▶ [ENTRIES SUPPLIED]:
----

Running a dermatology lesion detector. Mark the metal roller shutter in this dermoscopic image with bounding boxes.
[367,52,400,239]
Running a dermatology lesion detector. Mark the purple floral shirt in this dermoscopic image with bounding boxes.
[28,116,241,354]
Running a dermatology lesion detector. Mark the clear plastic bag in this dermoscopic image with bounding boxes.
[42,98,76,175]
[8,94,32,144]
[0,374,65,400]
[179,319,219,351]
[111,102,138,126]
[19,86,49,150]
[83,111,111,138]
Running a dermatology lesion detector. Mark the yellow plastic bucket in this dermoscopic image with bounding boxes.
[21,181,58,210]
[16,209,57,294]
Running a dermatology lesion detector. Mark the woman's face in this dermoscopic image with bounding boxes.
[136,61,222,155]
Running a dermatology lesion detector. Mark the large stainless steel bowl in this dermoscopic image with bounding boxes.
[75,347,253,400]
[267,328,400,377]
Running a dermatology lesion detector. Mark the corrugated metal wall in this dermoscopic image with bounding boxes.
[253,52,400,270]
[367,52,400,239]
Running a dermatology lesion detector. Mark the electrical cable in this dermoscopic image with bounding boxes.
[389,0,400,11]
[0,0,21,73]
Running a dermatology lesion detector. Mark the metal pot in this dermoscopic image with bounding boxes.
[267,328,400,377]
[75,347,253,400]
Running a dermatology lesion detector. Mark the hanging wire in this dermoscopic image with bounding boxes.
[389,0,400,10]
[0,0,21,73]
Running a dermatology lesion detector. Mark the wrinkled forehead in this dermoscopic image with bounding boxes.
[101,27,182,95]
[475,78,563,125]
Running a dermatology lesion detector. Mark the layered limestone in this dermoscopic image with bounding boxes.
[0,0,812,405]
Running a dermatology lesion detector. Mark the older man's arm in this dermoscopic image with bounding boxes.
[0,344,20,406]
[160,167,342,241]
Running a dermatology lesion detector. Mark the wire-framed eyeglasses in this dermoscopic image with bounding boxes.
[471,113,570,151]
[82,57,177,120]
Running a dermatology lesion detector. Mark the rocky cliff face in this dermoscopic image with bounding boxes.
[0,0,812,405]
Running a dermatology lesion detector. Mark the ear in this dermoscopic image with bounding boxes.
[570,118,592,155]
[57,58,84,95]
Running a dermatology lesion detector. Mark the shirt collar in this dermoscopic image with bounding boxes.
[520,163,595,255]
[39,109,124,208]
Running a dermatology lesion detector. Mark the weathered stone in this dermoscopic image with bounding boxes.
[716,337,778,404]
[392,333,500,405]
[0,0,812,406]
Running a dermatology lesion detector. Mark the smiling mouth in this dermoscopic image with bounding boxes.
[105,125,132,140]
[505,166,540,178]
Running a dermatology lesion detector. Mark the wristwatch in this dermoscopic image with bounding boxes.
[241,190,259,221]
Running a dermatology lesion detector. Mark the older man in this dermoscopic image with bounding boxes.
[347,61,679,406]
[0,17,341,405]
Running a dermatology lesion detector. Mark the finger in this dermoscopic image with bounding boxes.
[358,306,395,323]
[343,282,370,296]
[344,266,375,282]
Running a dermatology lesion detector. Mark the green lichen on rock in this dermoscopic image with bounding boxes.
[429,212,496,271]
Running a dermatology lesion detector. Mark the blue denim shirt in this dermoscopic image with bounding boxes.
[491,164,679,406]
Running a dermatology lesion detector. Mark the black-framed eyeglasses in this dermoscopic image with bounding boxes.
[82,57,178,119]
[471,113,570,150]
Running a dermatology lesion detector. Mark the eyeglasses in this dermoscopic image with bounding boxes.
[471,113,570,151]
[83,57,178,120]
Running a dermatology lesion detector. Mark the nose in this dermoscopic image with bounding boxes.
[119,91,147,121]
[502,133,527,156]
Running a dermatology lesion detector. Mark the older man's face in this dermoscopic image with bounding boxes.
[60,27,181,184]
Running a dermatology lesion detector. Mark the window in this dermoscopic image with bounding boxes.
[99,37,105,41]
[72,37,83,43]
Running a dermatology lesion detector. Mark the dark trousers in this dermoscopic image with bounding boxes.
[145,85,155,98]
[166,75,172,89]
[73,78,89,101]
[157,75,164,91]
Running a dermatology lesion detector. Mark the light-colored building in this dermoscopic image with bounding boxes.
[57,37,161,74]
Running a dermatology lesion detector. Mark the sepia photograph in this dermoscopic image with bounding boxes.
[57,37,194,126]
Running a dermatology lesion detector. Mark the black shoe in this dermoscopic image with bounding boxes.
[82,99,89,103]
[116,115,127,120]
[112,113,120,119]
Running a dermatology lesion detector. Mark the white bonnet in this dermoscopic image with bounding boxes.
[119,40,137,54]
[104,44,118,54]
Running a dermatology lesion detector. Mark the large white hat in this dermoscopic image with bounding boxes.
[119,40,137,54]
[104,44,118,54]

----

▶ [GOAL]: Express everything from the line containing "Running a dermatology lesion detector. Mark the older man's arm" down to the line containing "[83,57,178,120]" as a two-column CSV with the headers label_request and boxes, one row for each record. Put the record's text in label_request and its answer in boxes, quote every field, and replace line breaks with spaces.

▶ [TASK ANSWER]:
label_request,boxes
"Running a dermatology lesion detector. Mark the older man's arm in this dermoscopic image with bounding boxes.","[0,344,20,406] [160,167,342,241]"
"Running a dermatology lesion detector. Mark the wire-framed eyeglasses in this dermoscopic image with bounding boxes.","[471,113,570,151] [82,57,177,120]"
"Running a dermatology lesion detector. Mark the rocky cliff face in this dermoscopic image with bounding boxes.","[0,0,812,405]"
"Running a dermatology lesion detector. Mark the ear in this dermoscopic image with bounding boxes.","[570,118,592,155] [57,58,84,95]"
"Running a dermatology lesion detector. Mark the shirt collar in this dermoscopic image with bounding boxes.","[520,163,595,255] [39,109,124,208]"
"Running a dermatology lesion detector. Mark the weathered stone in this dermoscopic image with bounding boxes.","[716,337,778,404] [392,333,500,405] [0,0,812,406]"
"Running a dermatology lesion detector. Mark the smiling mouth in this dermoscopic image with bounding boxes.","[105,125,132,140] [505,166,540,178]"
"Running a dermatology lesion detector. Mark the wristwatch in this dermoscopic image with bounding boxes.","[241,190,259,221]"
"Running a dermatology lesion detector. Mark the older man in this dermoscopic image with bounding boxes.","[347,61,679,406] [0,17,341,405]"
"Running a dermatology lesion detector. Mark the finger in this dermoscopic image with bounding boxes.","[358,306,395,323] [343,282,370,296] [344,266,375,282]"
"Running a dermatology lesion detector. Mark the green lichen on rock in this dermoscopic image with bounding boxes.","[429,212,496,271]"
"Running a dermatology lesion detector. Mark the blue denim shirt in this dermoscopic image with bounding boxes.","[491,164,679,406]"
"Running a dermatology lesion detector. Mark the black-framed eyeglasses in this dermoscopic image with bounding boxes.","[82,57,178,119] [471,113,570,150]"
"Running a dermatology lesion detector. Mark the eyeglasses in this dermoscopic image with bounding boxes.","[471,113,570,151] [83,57,178,120]"